# Directions
1 – Write out the schema reference word for word, from "Skip to main" to "the definitions guide.".
2 – Name every system column that the schema reference says property names cannot collide with.

# Passage shown
Skip to main content

Definition Schema

Complete YAML schema for entities, sources, and schemas. This is the reference for every field and option available in defacto definitions. For a guided introduction, see the definitions guide.

Entity

<entity_name>:
starts: <state_name>
identity: { ... }
properties: { ... }
states: { ... }
relationships: [ ... ]
always: { ... }
FieldRequiredDescription
startsyesInitial state for new entities. Must exist in states
identityyesIdentity field configuration
propertiesnoTyped attributes on the entity
statesyesState machine definition
relationshipsnoConnections to other entity types
alwaysnoHandlers that fire in any state

identity

identity:
<field_name>:
match: exact
normalize: "str::to_lowercase(value)"
FieldDefaultDescription
matchexactMatching strategy: exact or case_insensitive
normalizenoneExpression applied to values before matching. Uses value as the input variable

properties

properties:
<property_name>:
type: string
default: ""
sensitive: pii
treatment: mask
allowed: [free, pro, enterprise]
min: 0
max: 10000
compute: "entity.mrr * 12"
FieldRequiredDescription
typeyesstring, number, integer, boolean, or datetime
defaultnoValue assigned when the entity is created
allowednoList of valid values
minnoMinimum numeric value
maxnoMaximum numeric value
sensitivenoSensitivity label: pii, phi, or pci
treatmentnoRedaction behavior: hash, mask, or redact
computenoExpression recalculated after every state change

Property names cannot collide with system columns. The system columns are {entity_name}_id, {entity_name}_state, valid_from, valid_to, merged_into, last_event_time, state_entered_time, and created_time.

states

states:
<state_name>:
when:
<event_type>:
guard: "expression"

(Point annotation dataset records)
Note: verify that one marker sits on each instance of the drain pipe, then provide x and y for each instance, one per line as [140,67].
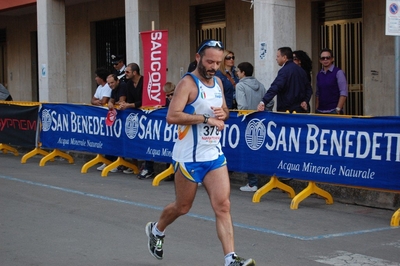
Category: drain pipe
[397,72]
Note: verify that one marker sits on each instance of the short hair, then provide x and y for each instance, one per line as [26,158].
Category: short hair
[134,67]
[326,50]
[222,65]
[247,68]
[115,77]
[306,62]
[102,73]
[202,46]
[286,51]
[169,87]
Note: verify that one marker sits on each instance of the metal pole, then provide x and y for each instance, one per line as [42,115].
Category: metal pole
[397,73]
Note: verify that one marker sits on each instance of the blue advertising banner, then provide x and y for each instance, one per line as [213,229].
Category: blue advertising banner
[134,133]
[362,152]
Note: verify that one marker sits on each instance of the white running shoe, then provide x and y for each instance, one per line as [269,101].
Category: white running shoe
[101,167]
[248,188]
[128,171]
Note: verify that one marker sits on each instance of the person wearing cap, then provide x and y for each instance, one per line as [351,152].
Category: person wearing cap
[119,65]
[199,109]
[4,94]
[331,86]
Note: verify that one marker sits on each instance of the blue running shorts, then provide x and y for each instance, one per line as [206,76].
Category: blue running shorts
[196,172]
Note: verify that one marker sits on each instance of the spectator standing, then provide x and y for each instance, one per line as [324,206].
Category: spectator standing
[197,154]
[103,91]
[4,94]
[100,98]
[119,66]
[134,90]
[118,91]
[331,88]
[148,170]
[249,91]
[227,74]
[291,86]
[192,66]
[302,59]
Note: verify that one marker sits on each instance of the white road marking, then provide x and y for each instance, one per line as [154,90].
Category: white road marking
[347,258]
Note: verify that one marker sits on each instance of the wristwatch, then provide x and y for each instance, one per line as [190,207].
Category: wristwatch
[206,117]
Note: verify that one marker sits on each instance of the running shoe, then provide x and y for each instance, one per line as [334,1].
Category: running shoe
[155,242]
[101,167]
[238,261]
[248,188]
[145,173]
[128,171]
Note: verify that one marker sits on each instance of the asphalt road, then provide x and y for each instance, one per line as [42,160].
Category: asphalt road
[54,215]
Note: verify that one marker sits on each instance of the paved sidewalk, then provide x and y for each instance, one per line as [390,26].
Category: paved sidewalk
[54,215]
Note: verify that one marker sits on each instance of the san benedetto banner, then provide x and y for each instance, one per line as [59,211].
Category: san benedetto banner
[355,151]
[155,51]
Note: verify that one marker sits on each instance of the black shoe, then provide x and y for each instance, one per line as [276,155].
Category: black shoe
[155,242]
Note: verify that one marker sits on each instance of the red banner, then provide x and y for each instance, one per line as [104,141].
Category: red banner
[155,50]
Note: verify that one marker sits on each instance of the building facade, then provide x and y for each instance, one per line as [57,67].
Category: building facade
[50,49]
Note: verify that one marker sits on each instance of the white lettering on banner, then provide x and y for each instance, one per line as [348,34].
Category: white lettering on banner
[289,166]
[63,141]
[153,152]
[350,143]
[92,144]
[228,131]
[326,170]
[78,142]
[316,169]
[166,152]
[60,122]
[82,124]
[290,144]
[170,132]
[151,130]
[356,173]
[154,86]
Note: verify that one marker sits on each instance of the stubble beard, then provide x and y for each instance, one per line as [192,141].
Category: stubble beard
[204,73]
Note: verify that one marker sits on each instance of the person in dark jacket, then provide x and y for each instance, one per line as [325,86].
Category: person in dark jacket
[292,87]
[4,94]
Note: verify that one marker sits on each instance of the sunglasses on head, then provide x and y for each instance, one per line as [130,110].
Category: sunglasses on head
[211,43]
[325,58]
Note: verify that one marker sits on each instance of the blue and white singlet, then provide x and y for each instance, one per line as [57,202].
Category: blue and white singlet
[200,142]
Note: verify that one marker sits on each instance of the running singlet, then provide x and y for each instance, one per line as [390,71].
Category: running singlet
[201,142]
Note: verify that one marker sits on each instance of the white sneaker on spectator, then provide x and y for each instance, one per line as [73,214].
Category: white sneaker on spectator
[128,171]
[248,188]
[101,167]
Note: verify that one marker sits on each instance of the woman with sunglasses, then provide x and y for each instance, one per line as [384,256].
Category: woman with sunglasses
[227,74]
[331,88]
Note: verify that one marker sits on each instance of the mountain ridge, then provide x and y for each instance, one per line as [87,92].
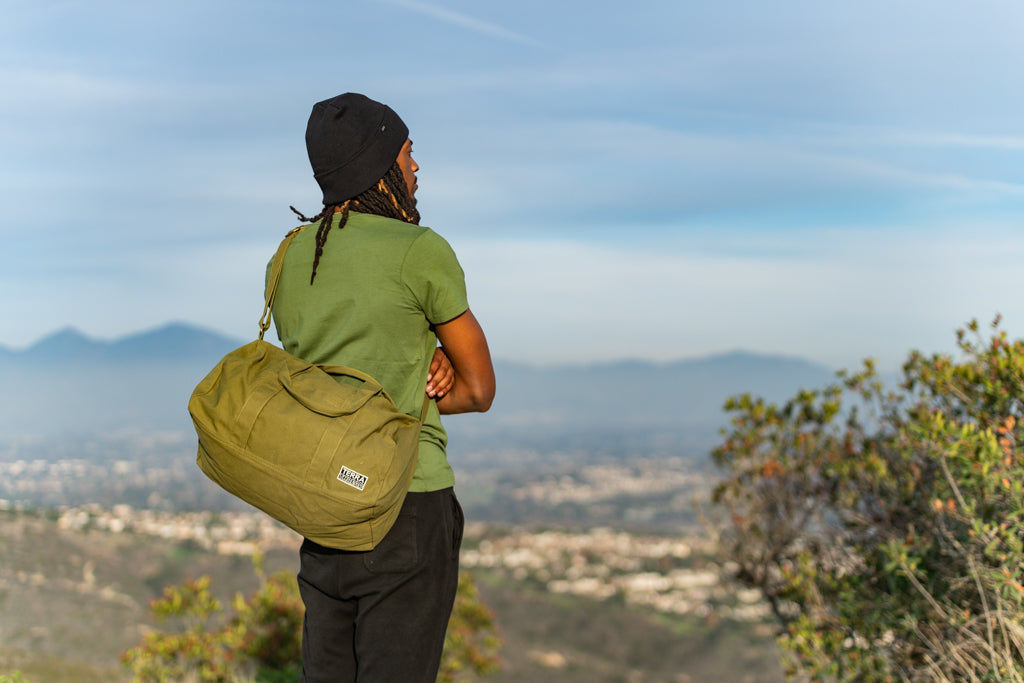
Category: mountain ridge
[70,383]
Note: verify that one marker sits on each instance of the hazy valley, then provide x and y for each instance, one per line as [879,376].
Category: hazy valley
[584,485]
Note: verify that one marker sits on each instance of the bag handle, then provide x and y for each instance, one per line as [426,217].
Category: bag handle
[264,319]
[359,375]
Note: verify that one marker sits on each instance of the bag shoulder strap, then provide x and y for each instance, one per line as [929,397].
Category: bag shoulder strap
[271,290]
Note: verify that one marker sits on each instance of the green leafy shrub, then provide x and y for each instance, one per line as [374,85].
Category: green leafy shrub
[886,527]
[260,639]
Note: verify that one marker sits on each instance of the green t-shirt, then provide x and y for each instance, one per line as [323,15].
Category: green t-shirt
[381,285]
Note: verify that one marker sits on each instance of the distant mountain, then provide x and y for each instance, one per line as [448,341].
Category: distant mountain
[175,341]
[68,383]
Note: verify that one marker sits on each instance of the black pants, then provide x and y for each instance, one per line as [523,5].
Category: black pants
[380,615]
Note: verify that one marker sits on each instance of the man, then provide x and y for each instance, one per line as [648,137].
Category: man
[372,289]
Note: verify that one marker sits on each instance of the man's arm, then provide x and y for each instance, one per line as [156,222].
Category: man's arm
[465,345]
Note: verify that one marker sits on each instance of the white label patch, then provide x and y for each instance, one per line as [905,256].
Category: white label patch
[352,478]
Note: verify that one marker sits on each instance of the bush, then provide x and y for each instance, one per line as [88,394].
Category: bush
---
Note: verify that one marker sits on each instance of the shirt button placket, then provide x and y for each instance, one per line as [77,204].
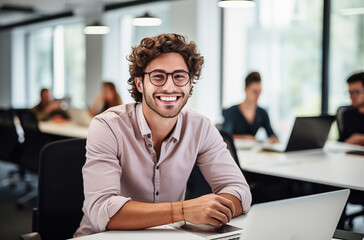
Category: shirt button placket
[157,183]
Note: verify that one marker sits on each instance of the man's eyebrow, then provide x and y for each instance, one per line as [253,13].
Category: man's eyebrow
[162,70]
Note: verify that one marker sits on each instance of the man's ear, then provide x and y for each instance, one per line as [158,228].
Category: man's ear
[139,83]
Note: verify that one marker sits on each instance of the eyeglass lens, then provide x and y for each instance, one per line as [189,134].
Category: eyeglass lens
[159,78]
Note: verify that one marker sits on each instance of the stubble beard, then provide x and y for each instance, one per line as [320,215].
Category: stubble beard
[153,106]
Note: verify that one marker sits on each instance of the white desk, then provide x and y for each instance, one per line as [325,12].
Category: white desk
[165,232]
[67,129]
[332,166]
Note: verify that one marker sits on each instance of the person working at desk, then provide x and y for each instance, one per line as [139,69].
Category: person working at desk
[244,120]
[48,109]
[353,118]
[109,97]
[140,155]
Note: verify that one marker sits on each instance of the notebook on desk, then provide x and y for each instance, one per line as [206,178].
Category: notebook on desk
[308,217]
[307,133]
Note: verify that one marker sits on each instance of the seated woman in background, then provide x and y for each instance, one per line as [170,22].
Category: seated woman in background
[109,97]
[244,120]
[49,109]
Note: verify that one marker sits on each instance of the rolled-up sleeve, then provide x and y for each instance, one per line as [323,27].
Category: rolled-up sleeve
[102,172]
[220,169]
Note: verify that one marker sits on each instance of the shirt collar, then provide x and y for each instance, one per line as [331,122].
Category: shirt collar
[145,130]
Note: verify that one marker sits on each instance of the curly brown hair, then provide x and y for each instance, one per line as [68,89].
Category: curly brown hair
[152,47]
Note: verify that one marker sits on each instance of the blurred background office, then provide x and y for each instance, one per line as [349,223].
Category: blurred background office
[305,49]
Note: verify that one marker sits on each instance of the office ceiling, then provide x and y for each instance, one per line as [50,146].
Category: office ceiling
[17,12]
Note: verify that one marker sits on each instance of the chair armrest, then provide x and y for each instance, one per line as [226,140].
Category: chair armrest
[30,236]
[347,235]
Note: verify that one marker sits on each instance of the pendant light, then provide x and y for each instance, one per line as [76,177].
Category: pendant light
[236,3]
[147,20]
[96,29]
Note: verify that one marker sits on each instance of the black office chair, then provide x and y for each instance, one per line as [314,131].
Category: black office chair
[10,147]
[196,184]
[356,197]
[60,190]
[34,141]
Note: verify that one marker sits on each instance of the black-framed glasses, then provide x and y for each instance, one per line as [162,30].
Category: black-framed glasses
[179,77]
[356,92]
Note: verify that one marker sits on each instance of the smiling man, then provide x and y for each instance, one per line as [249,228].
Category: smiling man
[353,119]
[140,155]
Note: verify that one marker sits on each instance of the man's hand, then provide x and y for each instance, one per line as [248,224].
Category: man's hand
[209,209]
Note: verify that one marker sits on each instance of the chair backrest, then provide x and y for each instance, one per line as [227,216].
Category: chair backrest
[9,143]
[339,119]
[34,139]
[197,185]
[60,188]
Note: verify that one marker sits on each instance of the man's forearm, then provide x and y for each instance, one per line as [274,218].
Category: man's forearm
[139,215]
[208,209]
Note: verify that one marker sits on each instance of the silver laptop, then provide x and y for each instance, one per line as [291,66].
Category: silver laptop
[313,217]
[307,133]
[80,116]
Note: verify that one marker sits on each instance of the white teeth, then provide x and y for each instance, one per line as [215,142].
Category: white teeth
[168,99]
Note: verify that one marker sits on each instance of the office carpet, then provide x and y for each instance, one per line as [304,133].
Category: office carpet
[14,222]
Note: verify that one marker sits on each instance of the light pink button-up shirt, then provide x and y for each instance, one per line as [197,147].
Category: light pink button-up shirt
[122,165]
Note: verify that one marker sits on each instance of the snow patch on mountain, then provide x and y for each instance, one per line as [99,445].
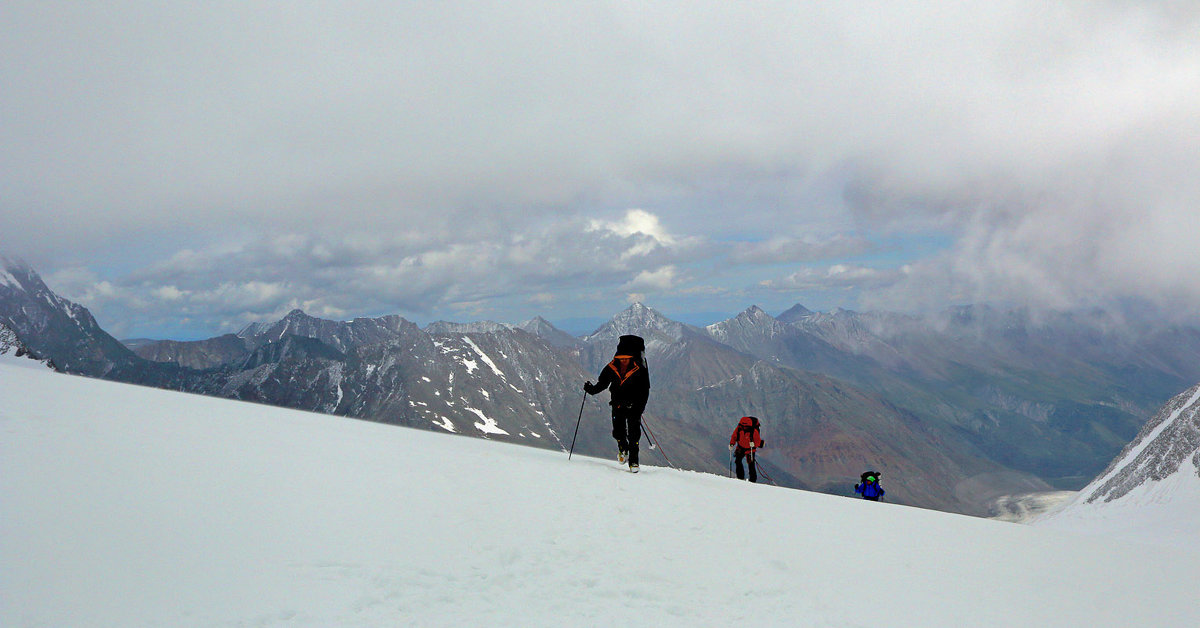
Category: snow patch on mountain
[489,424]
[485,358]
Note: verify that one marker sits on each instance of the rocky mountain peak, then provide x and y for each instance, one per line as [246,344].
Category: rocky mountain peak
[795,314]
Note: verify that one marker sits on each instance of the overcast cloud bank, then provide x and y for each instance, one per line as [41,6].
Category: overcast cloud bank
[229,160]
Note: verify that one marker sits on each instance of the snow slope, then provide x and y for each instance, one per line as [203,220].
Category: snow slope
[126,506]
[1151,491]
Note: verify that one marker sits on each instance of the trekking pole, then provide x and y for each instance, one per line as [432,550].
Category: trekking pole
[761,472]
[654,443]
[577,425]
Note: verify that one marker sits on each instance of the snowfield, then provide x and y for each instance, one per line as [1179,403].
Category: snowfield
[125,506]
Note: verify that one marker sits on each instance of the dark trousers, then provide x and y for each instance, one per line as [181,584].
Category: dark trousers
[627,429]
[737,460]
---
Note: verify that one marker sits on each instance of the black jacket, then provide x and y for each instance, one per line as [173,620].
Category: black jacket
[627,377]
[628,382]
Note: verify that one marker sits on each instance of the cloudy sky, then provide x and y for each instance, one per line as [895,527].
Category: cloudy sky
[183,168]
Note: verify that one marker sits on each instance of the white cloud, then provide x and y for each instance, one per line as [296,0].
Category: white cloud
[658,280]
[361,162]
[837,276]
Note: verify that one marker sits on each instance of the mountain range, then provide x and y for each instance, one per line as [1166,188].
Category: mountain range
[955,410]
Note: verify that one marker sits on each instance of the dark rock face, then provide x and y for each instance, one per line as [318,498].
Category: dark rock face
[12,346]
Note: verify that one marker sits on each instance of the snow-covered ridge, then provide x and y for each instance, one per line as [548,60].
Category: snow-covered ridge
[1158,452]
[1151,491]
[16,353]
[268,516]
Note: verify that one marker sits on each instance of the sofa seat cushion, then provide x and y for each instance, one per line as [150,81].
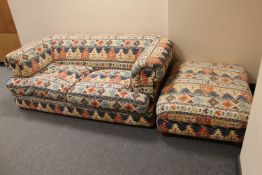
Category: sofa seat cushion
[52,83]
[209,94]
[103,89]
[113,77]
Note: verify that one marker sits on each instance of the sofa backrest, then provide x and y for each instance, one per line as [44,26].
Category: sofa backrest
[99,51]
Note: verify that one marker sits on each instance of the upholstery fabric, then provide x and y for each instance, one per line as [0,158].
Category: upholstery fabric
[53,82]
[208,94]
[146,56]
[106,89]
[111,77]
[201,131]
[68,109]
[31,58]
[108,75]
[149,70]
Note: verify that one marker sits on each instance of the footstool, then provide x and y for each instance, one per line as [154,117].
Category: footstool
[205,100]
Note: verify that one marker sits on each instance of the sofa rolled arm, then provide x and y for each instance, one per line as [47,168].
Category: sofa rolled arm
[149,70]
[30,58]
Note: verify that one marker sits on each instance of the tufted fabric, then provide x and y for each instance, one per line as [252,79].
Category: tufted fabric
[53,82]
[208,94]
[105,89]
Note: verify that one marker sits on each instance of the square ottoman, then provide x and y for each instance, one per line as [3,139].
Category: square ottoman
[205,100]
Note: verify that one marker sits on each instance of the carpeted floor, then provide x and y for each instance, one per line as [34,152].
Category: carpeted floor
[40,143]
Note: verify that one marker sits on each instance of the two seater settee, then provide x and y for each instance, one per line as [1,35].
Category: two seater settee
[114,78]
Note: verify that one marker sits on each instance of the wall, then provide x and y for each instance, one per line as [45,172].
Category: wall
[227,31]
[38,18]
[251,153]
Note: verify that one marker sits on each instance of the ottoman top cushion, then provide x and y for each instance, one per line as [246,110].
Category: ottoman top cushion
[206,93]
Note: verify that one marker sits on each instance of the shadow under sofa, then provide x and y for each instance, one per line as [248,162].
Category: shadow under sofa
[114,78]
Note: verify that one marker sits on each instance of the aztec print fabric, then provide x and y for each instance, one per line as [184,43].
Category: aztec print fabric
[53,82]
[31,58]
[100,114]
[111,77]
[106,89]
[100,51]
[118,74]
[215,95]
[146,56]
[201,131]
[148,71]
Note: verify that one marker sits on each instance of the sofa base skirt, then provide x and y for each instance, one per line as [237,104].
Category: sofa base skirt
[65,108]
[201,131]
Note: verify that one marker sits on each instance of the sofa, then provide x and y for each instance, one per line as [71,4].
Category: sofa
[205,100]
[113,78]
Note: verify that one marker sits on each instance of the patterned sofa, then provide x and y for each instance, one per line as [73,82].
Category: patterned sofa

# Solutions to the exercise
1 –
Skip to main content

Definition Schema

Complete YAML schema for entities, sources, and schemas. This is the reference for every field and option available in defacto definitions. For a guided introduction, see the definitions guide.

2 – {entity_name}_id, {entity_name}_state, valid_from, valid_to, merged_into, last_event_time, state_entered_time, created_time